» Exercise goal: Reproduce the listing below verbatim, omitting the pictures.
--- Start ---
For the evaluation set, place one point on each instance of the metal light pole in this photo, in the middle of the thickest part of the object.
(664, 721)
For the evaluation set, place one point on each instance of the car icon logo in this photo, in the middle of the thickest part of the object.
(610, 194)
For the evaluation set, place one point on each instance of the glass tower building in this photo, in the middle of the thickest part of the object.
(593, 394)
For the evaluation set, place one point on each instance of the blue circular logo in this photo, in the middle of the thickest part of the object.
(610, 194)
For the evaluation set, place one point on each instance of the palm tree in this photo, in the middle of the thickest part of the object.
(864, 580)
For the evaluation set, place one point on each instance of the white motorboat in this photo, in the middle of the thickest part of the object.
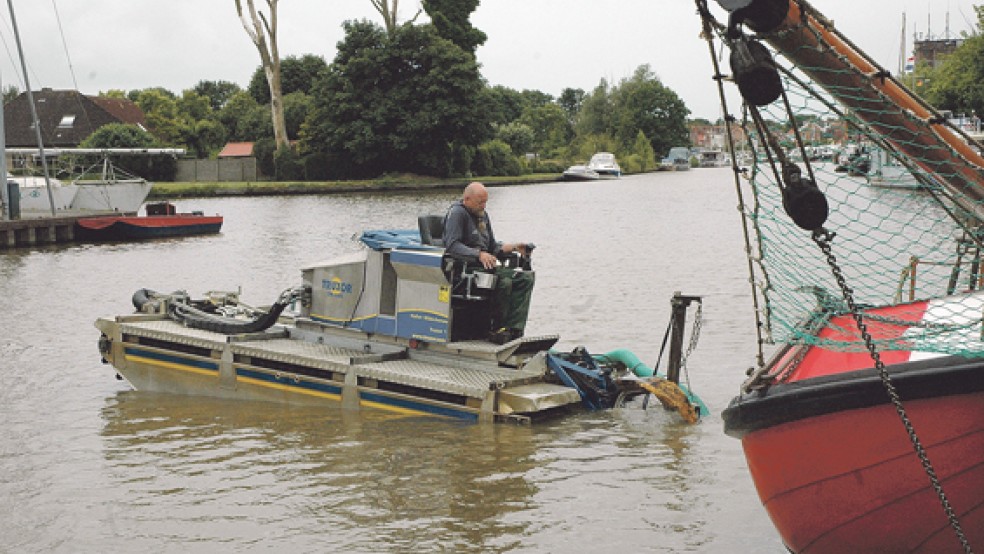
(604, 163)
(580, 173)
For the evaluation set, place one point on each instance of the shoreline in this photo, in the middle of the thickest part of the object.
(172, 190)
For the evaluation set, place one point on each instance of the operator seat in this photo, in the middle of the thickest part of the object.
(471, 313)
(431, 229)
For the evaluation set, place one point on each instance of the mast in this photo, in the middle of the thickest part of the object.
(34, 111)
(4, 190)
(906, 122)
(902, 56)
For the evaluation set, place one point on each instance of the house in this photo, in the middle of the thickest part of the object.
(67, 117)
(236, 150)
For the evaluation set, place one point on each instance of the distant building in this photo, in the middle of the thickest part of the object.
(714, 136)
(933, 51)
(67, 117)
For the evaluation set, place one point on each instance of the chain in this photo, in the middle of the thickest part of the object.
(694, 335)
(822, 237)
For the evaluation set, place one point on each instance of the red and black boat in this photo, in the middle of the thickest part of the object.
(832, 464)
(161, 221)
(864, 430)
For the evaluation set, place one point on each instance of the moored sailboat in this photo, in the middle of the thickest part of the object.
(864, 429)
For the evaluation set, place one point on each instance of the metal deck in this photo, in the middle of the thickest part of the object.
(472, 378)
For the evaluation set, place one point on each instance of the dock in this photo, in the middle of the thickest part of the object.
(41, 231)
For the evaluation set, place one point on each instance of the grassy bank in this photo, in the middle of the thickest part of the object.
(164, 190)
--- End ---
» Task solution:
For the evaluation set, place one point on each instance of the metal light pole in this photo, in the middle of the thickest part of the object.
(664, 721)
For the evaluation set, place one point on each instance of the car icon logo in this photo, in the middle of the thickest part of the object.
(610, 194)
For the evaluation set, place one point on each instance of the glass tower building in this photo, in the middle of the thickest part of the object.
(593, 394)
For the evaluation set, place one point on each instance of the blue circular logo in this photo, in the middle of the thickest part of the object.
(610, 194)
For the evaluation set, place one point on each instance of the palm tree in this photo, in the middle of the thickest part of the object.
(864, 580)
For the evaluation set, place one point on each instance of the white motorboat in this photo, in the middle of the thickest part of the object.
(604, 163)
(580, 173)
For the evaluation set, place one point on each instance of the shoreline in this photo, in the middle of the thickest part of the object.
(172, 190)
For the evaluation set, place one point on each instance of the operator seat in this photo, in the middle of the thickest part of the object.
(471, 313)
(431, 229)
For the evaluation set, place one point on each instance of the mast in this photo, in the middle of the thickest part of the object.
(34, 111)
(4, 190)
(906, 122)
(902, 56)
For the evaluation set, place one point on each instance of the house in this photo, in the middle of the thickest part of the object.
(67, 117)
(236, 150)
For the evaluation set, place one point on each instance of the distant building in this photo, in the middle of the thickest part of the object.
(714, 136)
(933, 51)
(67, 117)
For the evaluation set, place one point on each instance of the chain in this photo, in the middle of the thickest part of the object.
(694, 335)
(822, 237)
For the evaluation set, place one point on each instance of the red and black boat in this photo, in the middle of the thickest part of the object.
(832, 464)
(161, 221)
(864, 430)
For the evaluation set, place one point on each instance of the moored sailboat in this photo, in the middle of the thickest part of the object.
(864, 429)
For the evaluation set, place one point on each instance of the metal deck in this photo, in the middle of the thickest part of the object.
(472, 378)
For the evaluation set, place one point on each instance of the dock in this photo, in the middle of the thickest part of the object.
(41, 231)
For the evaluation set, place one point on each instance of the grassy bank in this photo, in the middle of the thickest part of the object.
(164, 190)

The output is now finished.